▶ Your objective: From the records below, transcribe only the lines running from the one with "Task: find the front tire" through the one with "Task: find the blue suv". Keep both of those end lines.

▶ Dataset entries:

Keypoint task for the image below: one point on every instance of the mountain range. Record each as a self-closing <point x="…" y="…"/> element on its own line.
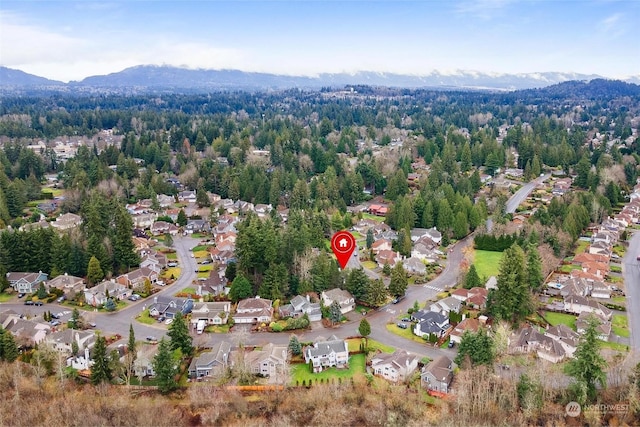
<point x="163" y="78"/>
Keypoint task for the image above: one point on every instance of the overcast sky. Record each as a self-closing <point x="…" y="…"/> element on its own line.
<point x="68" y="40"/>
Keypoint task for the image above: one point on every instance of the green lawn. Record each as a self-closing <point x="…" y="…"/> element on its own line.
<point x="173" y="271"/>
<point x="5" y="297"/>
<point x="620" y="325"/>
<point x="354" y="345"/>
<point x="581" y="247"/>
<point x="487" y="263"/>
<point x="555" y="319"/>
<point x="369" y="264"/>
<point x="301" y="372"/>
<point x="373" y="217"/>
<point x="145" y="318"/>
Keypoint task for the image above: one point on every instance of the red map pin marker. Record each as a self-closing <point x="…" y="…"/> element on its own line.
<point x="343" y="244"/>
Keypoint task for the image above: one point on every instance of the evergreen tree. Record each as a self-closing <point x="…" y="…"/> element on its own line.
<point x="8" y="348"/>
<point x="240" y="288"/>
<point x="365" y="328"/>
<point x="165" y="368"/>
<point x="588" y="366"/>
<point x="370" y="238"/>
<point x="376" y="294"/>
<point x="131" y="344"/>
<point x="182" y="218"/>
<point x="100" y="371"/>
<point x="512" y="300"/>
<point x="42" y="291"/>
<point x="124" y="251"/>
<point x="179" y="334"/>
<point x="334" y="312"/>
<point x="294" y="346"/>
<point x="534" y="268"/>
<point x="476" y="348"/>
<point x="94" y="272"/>
<point x="471" y="279"/>
<point x="399" y="282"/>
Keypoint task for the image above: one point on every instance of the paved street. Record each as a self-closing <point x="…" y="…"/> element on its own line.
<point x="119" y="321"/>
<point x="631" y="273"/>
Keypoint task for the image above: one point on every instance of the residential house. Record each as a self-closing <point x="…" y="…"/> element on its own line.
<point x="577" y="304"/>
<point x="389" y="258"/>
<point x="528" y="340"/>
<point x="213" y="362"/>
<point x="268" y="362"/>
<point x="603" y="329"/>
<point x="325" y="354"/>
<point x="344" y="298"/>
<point x="213" y="313"/>
<point x="143" y="365"/>
<point x="144" y="220"/>
<point x="216" y="282"/>
<point x="470" y="325"/>
<point x="67" y="284"/>
<point x="381" y="245"/>
<point x="567" y="337"/>
<point x="415" y="266"/>
<point x="62" y="341"/>
<point x="197" y="226"/>
<point x="170" y="306"/>
<point x="137" y="277"/>
<point x="187" y="196"/>
<point x="97" y="295"/>
<point x="253" y="311"/>
<point x="423" y="253"/>
<point x="395" y="367"/>
<point x="446" y="306"/>
<point x="27" y="332"/>
<point x="437" y="375"/>
<point x="66" y="222"/>
<point x="299" y="306"/>
<point x="429" y="322"/>
<point x="165" y="201"/>
<point x="26" y="283"/>
<point x="162" y="227"/>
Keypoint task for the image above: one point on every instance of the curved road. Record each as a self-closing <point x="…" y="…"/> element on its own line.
<point x="119" y="321"/>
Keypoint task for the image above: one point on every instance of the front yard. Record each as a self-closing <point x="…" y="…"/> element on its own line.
<point x="301" y="373"/>
<point x="487" y="263"/>
<point x="556" y="319"/>
<point x="620" y="325"/>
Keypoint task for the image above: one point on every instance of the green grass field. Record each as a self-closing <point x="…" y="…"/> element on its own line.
<point x="555" y="319"/>
<point x="487" y="263"/>
<point x="5" y="297"/>
<point x="300" y="372"/>
<point x="620" y="325"/>
<point x="354" y="345"/>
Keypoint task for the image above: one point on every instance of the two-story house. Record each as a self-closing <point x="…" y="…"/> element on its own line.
<point x="324" y="354"/>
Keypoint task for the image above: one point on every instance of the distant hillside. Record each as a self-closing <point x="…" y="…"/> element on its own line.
<point x="10" y="77"/>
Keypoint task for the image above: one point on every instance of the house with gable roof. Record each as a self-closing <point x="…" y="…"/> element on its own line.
<point x="324" y="354"/>
<point x="396" y="367"/>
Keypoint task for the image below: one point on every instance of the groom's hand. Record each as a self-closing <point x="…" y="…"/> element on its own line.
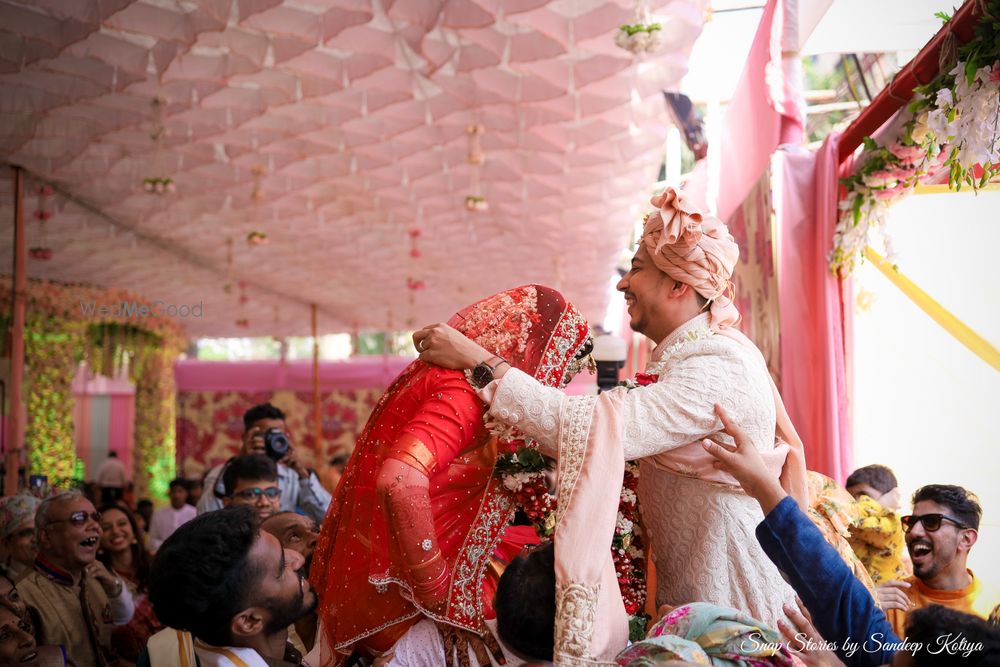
<point x="744" y="462"/>
<point x="441" y="345"/>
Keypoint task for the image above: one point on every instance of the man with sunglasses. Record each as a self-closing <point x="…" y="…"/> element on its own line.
<point x="74" y="599"/>
<point x="252" y="480"/>
<point x="301" y="490"/>
<point x="940" y="533"/>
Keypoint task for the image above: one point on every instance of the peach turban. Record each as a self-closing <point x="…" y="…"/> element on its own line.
<point x="694" y="249"/>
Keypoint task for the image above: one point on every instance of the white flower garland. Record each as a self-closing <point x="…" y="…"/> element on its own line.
<point x="956" y="127"/>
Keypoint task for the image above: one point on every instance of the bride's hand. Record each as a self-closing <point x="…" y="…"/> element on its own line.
<point x="441" y="345"/>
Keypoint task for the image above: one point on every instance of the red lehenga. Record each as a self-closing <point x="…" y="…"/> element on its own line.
<point x="431" y="418"/>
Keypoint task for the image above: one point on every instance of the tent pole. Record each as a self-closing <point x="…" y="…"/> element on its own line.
<point x="317" y="419"/>
<point x="15" y="427"/>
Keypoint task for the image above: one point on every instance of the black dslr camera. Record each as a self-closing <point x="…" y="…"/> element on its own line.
<point x="275" y="444"/>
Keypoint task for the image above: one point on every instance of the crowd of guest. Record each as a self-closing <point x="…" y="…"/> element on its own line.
<point x="87" y="579"/>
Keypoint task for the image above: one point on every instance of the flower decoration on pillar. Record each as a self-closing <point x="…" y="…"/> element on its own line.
<point x="950" y="126"/>
<point x="475" y="201"/>
<point x="642" y="36"/>
<point x="243" y="322"/>
<point x="158" y="184"/>
<point x="42" y="215"/>
<point x="256" y="238"/>
<point x="257" y="194"/>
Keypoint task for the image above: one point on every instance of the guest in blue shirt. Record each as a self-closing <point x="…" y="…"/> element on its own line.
<point x="840" y="607"/>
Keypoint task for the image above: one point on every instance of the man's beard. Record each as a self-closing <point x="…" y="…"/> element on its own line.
<point x="284" y="613"/>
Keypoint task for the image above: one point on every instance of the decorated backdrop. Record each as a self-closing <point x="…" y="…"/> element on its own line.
<point x="115" y="332"/>
<point x="752" y="225"/>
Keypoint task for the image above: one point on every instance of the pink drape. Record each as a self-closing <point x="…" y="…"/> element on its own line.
<point x="815" y="323"/>
<point x="763" y="113"/>
<point x="194" y="375"/>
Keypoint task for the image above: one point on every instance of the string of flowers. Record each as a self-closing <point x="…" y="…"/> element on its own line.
<point x="952" y="124"/>
<point x="522" y="471"/>
<point x="642" y="36"/>
<point x="42" y="214"/>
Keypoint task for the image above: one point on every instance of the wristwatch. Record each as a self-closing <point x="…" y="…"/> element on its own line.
<point x="482" y="374"/>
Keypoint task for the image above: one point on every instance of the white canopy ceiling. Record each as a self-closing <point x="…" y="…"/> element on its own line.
<point x="350" y="119"/>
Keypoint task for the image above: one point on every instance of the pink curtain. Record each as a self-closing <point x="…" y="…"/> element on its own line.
<point x="250" y="376"/>
<point x="763" y="113"/>
<point x="815" y="321"/>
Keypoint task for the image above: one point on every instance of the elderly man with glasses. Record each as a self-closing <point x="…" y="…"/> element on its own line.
<point x="940" y="533"/>
<point x="74" y="599"/>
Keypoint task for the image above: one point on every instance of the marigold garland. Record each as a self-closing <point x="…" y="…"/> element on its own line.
<point x="61" y="331"/>
<point x="522" y="470"/>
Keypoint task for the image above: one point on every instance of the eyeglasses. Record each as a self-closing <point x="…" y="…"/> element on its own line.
<point x="255" y="492"/>
<point x="931" y="521"/>
<point x="79" y="518"/>
<point x="529" y="549"/>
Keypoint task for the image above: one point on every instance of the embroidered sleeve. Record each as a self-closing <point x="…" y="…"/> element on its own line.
<point x="675" y="411"/>
<point x="529" y="406"/>
<point x="876" y="526"/>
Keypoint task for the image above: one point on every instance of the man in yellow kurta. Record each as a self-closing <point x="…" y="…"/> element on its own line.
<point x="877" y="534"/>
<point x="74" y="599"/>
<point x="677" y="293"/>
<point x="939" y="534"/>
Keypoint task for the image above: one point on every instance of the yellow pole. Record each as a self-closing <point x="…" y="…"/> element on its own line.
<point x="15" y="428"/>
<point x="965" y="335"/>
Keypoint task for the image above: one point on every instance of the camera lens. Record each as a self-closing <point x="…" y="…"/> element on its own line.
<point x="275" y="444"/>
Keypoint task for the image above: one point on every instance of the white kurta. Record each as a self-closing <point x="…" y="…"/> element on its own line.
<point x="701" y="533"/>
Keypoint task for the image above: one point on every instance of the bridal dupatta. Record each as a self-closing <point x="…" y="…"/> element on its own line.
<point x="365" y="600"/>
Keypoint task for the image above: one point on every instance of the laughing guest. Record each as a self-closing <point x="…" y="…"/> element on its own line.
<point x="75" y="601"/>
<point x="939" y="534"/>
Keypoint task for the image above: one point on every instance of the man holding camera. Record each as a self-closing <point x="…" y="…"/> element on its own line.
<point x="265" y="433"/>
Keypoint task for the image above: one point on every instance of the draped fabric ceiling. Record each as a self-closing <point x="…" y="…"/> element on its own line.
<point x="351" y="117"/>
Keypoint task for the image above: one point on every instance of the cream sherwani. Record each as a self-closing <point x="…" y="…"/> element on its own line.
<point x="701" y="525"/>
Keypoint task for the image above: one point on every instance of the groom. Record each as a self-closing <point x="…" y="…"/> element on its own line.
<point x="699" y="523"/>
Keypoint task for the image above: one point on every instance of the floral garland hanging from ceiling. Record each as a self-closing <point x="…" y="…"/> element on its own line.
<point x="68" y="324"/>
<point x="642" y="36"/>
<point x="158" y="184"/>
<point x="42" y="216"/>
<point x="953" y="123"/>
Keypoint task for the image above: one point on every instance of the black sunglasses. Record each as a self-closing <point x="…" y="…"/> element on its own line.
<point x="79" y="518"/>
<point x="256" y="492"/>
<point x="931" y="521"/>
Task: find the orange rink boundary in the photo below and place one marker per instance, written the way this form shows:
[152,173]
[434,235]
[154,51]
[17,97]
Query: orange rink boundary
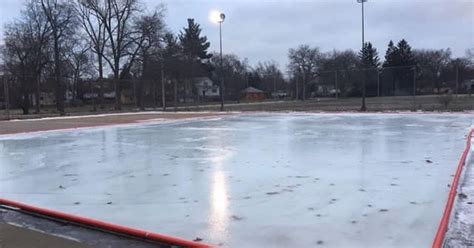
[104,226]
[437,243]
[444,223]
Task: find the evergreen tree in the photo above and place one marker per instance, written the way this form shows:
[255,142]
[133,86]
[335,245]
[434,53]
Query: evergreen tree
[390,55]
[194,45]
[369,56]
[400,61]
[404,54]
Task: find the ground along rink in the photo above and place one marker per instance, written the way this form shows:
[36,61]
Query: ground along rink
[257,180]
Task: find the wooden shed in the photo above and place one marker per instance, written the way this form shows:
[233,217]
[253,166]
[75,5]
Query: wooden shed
[253,94]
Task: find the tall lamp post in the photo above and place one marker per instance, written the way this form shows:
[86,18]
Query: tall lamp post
[363,108]
[221,90]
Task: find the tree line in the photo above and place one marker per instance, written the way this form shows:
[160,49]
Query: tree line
[57,45]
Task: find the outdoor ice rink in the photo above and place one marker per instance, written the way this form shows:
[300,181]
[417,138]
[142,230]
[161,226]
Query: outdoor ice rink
[250,180]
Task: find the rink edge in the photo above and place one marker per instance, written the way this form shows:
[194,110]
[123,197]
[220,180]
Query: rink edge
[444,223]
[104,226]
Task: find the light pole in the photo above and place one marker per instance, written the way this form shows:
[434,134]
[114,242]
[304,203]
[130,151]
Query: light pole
[363,108]
[221,90]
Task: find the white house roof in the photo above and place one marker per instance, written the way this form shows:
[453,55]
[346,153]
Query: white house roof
[252,90]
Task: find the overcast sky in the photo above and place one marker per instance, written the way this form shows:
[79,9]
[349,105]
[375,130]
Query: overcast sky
[265,30]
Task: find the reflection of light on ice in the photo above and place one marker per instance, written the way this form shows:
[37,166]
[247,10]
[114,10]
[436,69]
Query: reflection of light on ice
[219,216]
[219,200]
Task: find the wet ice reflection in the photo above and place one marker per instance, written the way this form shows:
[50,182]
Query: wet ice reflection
[280,180]
[219,214]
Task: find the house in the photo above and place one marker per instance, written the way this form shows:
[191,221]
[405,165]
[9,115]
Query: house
[253,94]
[205,87]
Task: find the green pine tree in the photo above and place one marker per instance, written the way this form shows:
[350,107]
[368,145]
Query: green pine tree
[369,56]
[194,45]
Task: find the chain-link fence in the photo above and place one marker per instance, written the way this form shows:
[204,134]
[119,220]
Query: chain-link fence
[390,88]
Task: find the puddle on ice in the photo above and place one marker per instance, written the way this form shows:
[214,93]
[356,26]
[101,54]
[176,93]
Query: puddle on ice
[354,180]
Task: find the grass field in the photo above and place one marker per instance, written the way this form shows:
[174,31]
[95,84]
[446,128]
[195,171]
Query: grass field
[374,104]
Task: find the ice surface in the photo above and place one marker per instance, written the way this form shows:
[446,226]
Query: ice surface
[257,180]
[461,228]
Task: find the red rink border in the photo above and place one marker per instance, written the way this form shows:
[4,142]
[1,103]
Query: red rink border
[444,223]
[104,226]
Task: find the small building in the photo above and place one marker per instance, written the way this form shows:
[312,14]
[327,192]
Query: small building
[253,94]
[205,87]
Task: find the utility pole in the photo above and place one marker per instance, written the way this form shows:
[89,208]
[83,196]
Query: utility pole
[163,90]
[7,97]
[363,107]
[457,80]
[337,88]
[221,90]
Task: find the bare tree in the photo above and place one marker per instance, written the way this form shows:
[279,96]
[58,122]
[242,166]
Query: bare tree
[94,27]
[151,29]
[305,61]
[270,75]
[79,60]
[39,30]
[62,19]
[122,42]
[26,51]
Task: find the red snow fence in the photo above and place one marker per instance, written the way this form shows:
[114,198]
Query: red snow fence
[104,226]
[444,223]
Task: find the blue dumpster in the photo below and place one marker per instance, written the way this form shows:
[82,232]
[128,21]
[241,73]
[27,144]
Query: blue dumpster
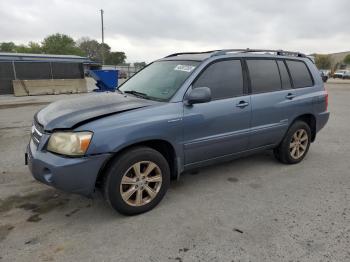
[106,80]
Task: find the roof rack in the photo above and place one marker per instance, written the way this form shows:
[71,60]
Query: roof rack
[191,53]
[247,50]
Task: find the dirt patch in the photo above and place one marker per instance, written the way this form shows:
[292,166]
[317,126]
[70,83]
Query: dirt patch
[4,231]
[232,179]
[72,212]
[40,202]
[23,104]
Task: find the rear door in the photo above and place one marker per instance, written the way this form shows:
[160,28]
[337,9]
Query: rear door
[221,126]
[269,101]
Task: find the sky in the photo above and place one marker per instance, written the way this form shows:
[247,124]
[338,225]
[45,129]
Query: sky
[150,29]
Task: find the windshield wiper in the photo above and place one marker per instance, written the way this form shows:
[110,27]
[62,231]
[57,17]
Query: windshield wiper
[136,93]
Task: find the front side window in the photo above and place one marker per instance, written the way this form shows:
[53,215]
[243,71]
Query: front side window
[264,75]
[299,73]
[224,78]
[160,80]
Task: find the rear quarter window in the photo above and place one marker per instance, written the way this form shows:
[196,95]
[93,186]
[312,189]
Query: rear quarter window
[285,80]
[300,74]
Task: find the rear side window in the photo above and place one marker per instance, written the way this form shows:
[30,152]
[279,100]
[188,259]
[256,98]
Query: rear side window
[299,73]
[224,79]
[264,75]
[285,80]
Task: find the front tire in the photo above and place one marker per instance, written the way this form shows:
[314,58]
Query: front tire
[295,144]
[137,180]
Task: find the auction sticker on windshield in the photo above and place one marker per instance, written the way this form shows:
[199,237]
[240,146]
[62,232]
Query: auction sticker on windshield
[185,68]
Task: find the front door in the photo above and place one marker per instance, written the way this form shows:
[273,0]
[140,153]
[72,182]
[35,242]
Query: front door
[221,126]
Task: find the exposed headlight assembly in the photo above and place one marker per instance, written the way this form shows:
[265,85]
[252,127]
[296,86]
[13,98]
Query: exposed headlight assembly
[69,143]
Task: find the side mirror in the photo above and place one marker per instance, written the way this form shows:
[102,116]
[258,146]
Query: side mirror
[198,95]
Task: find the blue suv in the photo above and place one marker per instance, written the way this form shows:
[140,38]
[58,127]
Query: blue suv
[181,112]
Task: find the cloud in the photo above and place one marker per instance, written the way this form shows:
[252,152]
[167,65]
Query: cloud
[147,30]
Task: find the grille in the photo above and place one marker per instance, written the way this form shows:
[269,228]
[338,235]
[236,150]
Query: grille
[37,133]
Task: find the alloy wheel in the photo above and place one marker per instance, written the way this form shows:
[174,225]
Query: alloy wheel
[298,144]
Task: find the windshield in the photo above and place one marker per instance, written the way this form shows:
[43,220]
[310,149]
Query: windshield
[160,80]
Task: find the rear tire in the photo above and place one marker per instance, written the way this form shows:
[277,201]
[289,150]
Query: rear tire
[295,144]
[137,180]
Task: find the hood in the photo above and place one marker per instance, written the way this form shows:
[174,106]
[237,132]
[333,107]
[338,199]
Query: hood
[72,112]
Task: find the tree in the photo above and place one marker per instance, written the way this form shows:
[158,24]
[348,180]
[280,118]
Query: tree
[90,47]
[7,47]
[115,58]
[347,60]
[35,48]
[323,61]
[60,44]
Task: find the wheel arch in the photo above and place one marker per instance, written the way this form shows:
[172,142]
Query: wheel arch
[162,146]
[310,119]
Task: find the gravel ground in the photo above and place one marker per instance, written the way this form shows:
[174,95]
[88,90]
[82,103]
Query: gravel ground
[252,209]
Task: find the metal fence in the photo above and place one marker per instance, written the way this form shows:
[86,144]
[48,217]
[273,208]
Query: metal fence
[125,71]
[24,70]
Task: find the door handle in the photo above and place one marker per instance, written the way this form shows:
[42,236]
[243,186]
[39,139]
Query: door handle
[290,96]
[242,104]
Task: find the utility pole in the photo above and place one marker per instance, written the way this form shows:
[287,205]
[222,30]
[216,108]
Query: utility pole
[103,38]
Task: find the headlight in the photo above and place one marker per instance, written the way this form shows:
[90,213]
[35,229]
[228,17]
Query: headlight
[69,143]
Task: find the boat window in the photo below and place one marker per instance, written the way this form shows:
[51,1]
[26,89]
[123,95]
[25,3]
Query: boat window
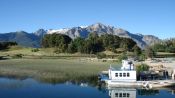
[120,74]
[116,94]
[124,94]
[128,94]
[128,74]
[116,74]
[120,95]
[124,74]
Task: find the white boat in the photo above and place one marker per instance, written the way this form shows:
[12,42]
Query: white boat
[127,77]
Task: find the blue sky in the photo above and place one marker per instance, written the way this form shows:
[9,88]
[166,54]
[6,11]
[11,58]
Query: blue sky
[155,17]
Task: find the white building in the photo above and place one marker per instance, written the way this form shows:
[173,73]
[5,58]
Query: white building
[127,72]
[122,93]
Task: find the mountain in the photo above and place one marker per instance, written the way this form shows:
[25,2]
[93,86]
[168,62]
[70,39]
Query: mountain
[100,29]
[34,39]
[22,38]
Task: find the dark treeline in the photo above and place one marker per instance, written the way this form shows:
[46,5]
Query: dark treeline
[165,46]
[5,45]
[90,45]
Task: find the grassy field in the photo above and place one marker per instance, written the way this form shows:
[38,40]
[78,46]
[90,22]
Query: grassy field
[52,69]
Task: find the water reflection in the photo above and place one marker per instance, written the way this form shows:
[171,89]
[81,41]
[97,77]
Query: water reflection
[30,88]
[141,93]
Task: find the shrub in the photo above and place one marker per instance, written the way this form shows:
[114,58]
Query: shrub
[17,56]
[101,55]
[35,50]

▶ Answer box:
Task: find the front tire in the photo above and place one marker per instance, written the way this form shows:
[314,58]
Query: front tire
[295,144]
[137,180]
Task: find the auction sticker on windshield in the photo above and place one marker per instance, written the way this form shows:
[199,237]
[240,146]
[62,232]
Query: auction sticker on windshield
[185,68]
Task: find the front door in the photo above and place one marker per instance, written the way this form shows:
[273,0]
[140,153]
[72,182]
[35,242]
Query: front door
[221,126]
Task: find the exposed headlight assembly in the photo above and place one marker per instance, written the way this form shows:
[265,85]
[252,127]
[296,86]
[13,98]
Query: exposed headlight assembly
[69,143]
Task: find the side mirror in the photo above and place one marker per instance, written the way this form shows:
[102,116]
[258,146]
Query: side mirror
[198,95]
Task: find the blue suv in the photo above and place one marker per instance, written the way this form shows:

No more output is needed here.